Le problème de l’ammoniac ne concerne pas que les algues vertes, mais aussi la pollution de l’air. Les normes européennes sur la qualité de l’air, quatre fois inférieures aux nouvelles normes de l’OMS de 2021, sont contraignantes. En théorie, les pays de l’Union européenne sont censés s’acquitter d’amendes lorsque les seuils fixés ne sont pas respectés. Un contentieux entre la France et l’Union européenne dure depuis 2015 pour non-respect de ces seuils, une amende de 10 millions est requise, que l’État n’a toujours pas été contraint de payer. Les normes européennes datent de 2008, et si elles venaient à se rapprocher des normes OMS, la France serait encore plus en difficulté pour justifier de l’état de la pollution.

Données fournies
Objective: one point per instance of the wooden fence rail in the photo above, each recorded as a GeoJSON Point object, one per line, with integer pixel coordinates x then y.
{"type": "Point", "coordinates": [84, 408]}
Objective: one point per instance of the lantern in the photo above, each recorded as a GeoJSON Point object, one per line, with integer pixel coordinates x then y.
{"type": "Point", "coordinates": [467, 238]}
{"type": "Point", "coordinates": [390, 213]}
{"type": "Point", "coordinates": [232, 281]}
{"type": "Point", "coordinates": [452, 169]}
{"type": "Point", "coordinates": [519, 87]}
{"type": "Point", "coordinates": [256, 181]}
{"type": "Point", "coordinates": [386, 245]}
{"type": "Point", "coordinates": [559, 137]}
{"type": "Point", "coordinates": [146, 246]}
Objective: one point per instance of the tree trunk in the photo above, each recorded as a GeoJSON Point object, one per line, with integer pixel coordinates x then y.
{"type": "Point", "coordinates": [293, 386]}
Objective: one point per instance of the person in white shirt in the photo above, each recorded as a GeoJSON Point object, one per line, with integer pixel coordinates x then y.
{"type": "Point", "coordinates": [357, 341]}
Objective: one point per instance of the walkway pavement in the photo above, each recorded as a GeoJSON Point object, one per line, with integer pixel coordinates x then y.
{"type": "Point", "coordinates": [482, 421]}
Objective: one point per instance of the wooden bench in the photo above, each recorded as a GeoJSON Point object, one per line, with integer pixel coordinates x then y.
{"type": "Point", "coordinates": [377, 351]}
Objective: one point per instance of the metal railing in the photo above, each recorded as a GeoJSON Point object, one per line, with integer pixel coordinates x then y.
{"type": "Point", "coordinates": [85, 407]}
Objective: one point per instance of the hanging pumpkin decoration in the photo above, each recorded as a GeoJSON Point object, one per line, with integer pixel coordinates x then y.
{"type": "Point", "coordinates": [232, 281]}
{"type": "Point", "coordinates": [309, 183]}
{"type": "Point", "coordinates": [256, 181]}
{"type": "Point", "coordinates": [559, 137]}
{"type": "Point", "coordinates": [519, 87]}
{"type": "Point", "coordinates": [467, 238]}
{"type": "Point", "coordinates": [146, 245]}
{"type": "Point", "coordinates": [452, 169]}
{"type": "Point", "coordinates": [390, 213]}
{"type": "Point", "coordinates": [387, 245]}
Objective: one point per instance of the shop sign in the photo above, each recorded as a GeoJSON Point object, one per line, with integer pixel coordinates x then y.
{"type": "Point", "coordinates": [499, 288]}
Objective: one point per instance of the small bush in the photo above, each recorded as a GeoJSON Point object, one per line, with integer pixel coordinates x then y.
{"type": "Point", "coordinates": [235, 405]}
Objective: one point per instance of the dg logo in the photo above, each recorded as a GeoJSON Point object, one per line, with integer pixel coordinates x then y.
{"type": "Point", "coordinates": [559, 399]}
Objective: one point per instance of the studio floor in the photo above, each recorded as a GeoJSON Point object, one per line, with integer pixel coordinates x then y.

Objectif 1
Traduisez en anglais la phrase suivante du passage sur la pollution de l'air : « En théorie, les pays de l’Union européenne sont censés s’acquitter d’amendes lorsque les seuils fixés ne sont pas respectés. »
Objectif 2
Extrayez du passage sur la pollution de l'air tout ce qui va de « Le problème de » jusqu'à « de la pollution. », sans rien modifier.
Ces enregistrements proviennent d'une autre source.

Réponse finale 1
In theory, European Union countries are supposed to pay fines when the set thresholds are not met.

Réponse finale 2
Le problème de l’ammoniac ne concerne pas que les algues vertes, mais aussi la pollution de l’air. Les normes européennes sur la qualité de l’air, quatre fois inférieures aux nouvelles normes de l’OMS de 2021, sont contraignantes. En théorie, les pays de l’Union européenne sont censés s’acquitter d’amendes lorsque les seuils fixés ne sont pas respectés. Un contentieux entre la France et l’Union européenne dure depuis 2015 pour non-respect de ces seuils, une amende de 10 millions est requise, que l’État n’a toujours pas été contraint de payer. Les normes européennes datent de 2008, et si elles venaient à se rapprocher des normes OMS, la France serait encore plus en difficulté pour justifier de l’état de la pollution.